[Records]
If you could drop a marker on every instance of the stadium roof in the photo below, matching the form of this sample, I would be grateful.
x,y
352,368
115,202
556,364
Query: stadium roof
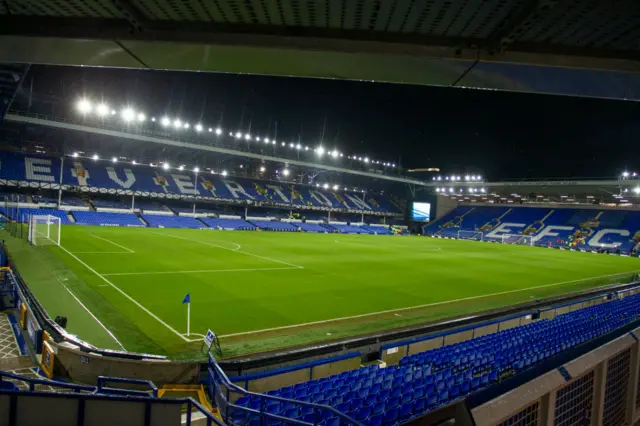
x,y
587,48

...

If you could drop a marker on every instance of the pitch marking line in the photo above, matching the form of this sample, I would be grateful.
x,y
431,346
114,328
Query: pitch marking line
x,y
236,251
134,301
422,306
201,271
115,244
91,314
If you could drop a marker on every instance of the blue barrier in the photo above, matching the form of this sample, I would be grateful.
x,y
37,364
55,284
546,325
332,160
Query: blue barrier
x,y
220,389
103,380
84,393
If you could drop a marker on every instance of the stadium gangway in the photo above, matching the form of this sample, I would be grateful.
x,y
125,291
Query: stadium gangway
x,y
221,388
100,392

---

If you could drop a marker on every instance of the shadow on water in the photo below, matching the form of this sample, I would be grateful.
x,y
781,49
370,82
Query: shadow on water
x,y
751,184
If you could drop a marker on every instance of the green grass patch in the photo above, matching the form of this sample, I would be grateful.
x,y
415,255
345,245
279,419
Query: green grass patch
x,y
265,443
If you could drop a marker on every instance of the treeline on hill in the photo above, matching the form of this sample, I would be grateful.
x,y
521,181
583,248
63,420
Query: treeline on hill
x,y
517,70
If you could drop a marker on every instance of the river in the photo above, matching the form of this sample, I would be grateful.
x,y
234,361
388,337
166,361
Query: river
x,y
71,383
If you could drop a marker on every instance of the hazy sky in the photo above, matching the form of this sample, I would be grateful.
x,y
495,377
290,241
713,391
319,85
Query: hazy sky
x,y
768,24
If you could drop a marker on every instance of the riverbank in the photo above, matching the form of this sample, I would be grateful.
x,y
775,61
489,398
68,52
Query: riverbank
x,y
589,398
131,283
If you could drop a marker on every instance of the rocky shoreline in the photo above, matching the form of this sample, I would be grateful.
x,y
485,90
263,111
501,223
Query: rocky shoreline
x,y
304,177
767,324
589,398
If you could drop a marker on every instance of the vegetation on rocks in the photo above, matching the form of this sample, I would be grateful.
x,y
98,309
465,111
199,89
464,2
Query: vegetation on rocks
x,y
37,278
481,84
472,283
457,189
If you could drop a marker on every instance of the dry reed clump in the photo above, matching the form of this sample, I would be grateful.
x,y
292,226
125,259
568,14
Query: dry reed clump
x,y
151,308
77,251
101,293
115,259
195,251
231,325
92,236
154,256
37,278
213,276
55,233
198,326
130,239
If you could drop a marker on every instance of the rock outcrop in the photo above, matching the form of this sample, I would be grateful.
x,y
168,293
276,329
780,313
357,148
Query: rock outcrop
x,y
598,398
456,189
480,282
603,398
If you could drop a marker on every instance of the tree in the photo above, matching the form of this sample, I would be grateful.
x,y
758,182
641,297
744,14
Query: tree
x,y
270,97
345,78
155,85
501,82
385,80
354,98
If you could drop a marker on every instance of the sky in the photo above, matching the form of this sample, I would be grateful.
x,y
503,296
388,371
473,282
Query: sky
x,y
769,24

_REQUEST_
Report each line in the entries above that contains the string "treeline". Case matters.

_FULL SOLUTION_
If you could drop a marker on every instance of the treeline on hill in the photo above, matching the form of this sample, I would be grateful.
Query: treeline on hill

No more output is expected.